» **Selected excerpt**

+++

Trust districts to do what’s needed

By Simone Hines | 12 October 2020

As we struggle between COVID recovery mode and moving back to being in the grip of the pandemic, councils are looking at ways they can help their communities and economies come through the totally unprecedented situation we are in.

One of the issues holding us back is the need for clarity over the future of the Public Works Loan Board (PWLB) and how this may impact on councils’ longer-term investment plans. In our Spending Review submission the Society of District Council Treasurers (SDCT) called on the Government not to implement the PWLB proposals which were consulted on over the summer, which would hamper the ability to undertake commercial investments.

Since the 2010 Spending Review district councils have been proactive in a drive towards self-sufficiency, less dependency on Government funding and finding new innovative ways of generating income. By doing this we have widened our funding base, allowing councils to be more financially independent and resilient. Our experience during COVID so far has also shown that the more traditional income streams that councils rely on – such as car parking – have been more heavily hit than commercial income. Revisions to the Prudential Code framework have strengthened the due diligence around commercial investment, ensuring councils take appropriate professional advice before entering into these investments. The proposed restrictions on commercial investments will limit this ability to generate income and district councils may need to look at further service reductions to balance the loss of income.

+++

» **Required action A**
According to the district councils article, what kind of income has been hit harder than commercial income during COVID?
» **Required action B**
From the district councils article, quote the passage that begins at the words "By Simone Hines" and stops after "situation we are in.".
» **Required action C**
Continue the district councils article from the point where it stops.

» **Listed entries**
+++

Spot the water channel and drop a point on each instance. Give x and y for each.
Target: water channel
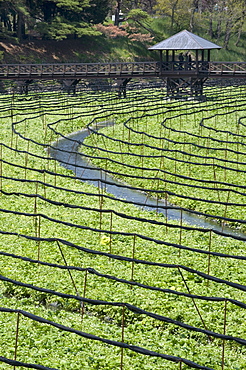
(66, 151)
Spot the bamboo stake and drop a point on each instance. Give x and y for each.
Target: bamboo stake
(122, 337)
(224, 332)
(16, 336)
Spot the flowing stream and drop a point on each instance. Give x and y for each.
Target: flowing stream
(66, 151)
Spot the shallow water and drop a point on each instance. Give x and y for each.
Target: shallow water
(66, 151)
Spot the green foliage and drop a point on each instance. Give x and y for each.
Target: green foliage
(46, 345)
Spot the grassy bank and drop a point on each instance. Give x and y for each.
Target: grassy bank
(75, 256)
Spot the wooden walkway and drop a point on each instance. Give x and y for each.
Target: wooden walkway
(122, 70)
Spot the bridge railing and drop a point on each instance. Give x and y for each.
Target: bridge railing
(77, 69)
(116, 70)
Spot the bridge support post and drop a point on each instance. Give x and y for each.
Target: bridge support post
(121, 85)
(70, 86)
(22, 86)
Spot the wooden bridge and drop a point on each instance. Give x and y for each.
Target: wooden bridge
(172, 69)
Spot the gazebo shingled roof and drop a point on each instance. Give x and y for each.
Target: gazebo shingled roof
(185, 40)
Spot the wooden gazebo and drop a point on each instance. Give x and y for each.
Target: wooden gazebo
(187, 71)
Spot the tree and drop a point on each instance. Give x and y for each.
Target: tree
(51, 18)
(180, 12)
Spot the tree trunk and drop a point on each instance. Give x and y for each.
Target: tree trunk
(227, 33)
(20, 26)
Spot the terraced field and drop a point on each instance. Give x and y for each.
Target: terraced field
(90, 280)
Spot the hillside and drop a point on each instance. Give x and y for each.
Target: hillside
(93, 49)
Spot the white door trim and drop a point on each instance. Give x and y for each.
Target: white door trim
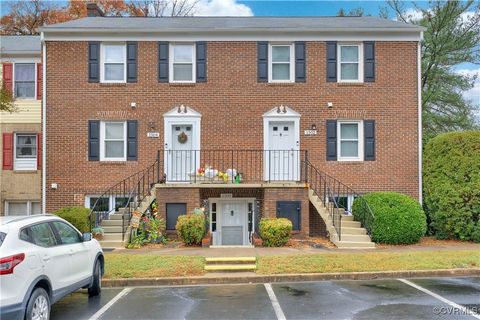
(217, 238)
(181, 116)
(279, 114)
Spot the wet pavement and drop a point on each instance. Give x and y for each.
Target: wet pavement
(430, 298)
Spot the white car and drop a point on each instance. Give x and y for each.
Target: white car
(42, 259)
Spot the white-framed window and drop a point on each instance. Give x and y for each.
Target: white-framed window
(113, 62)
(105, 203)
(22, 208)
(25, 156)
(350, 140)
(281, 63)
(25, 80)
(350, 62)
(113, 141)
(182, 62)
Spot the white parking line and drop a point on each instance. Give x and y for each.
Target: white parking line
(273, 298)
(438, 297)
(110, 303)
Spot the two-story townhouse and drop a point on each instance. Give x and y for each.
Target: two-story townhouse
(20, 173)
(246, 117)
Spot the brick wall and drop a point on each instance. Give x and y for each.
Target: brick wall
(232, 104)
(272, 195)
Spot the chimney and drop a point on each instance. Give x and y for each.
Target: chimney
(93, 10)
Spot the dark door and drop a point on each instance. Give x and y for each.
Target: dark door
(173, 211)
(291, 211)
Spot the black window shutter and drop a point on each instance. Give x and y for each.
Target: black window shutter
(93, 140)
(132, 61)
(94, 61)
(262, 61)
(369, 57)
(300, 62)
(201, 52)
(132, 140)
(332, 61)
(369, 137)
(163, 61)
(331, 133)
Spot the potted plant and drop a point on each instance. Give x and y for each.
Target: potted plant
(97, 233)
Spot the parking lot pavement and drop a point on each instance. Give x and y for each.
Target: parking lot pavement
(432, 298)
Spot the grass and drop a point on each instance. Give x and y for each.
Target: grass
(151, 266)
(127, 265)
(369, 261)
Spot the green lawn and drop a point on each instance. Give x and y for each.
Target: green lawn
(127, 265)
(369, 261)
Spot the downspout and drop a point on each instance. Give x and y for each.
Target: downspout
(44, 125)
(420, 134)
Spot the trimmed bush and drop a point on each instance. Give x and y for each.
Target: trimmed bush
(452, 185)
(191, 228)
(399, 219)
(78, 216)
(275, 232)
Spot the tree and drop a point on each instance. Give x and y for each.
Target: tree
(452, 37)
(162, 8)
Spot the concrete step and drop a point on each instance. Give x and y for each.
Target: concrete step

+++

» **Written answer A**
The more traditional income streams councils rely on, such as car parking, have been hit harder.

» **Written answer B**
By Simone Hines | 12 October 2020

As we struggle between COVID recovery mode and moving back to being in the grip of the pandemic, councils are looking at ways they can help their communities and economies come through the totally unprecedented situation we are in.

» **Written answer C**
Rather than imposing more restrictions, the Government should recognise the direct relationship between commercialisation and funding reductions and trust and support councils in their diversification of their funding base. In the current climate it is also important to recognise that this activity is an important catalyst for the country’s growth post-COVID. Councils are well placed to drive economic growth in their areas. Many regeneration schemes have little or no profit in them because of low land values, and developers are simply not prepared to take the risk.

If the Government is serious about changing the face of town centres it needs to give councils the tools to do so – and trust us to get on with it. A lower PWLB borrowing rate would make a significant difference to the viability of schemes and hence their deliverability, and SDCT has called for a lower borrowing rate for regeneration and housing schemes.

In my authority we now have a scheme with the flexibility and diversity needed to be fit for the future. This will involve us – a district council with a net budget of £15m – borrowing nearly £60m to make the scheme happen. At the moment the borrowing costs outstrip the potential future income, but even a relatively small change in interest rates assumption makes the difference as to whether the scheme is viable. A 0.5% reduction in PWLB would save the scheme over £6m in borrowing costs and kick-start development across the town centre.

Touching on Right to Buy (RTB), those districts with Housing Revenue Accounts could deliver more if there was a fundamental review of RTB. Not only does the RTB scheme reduce affordable housing stocks, increasing waiting lists and use of temporary accommodation, the current scheme for the pooling of receipts and use of one-for-one receipts limits the ability to add new homes to councils’ stock.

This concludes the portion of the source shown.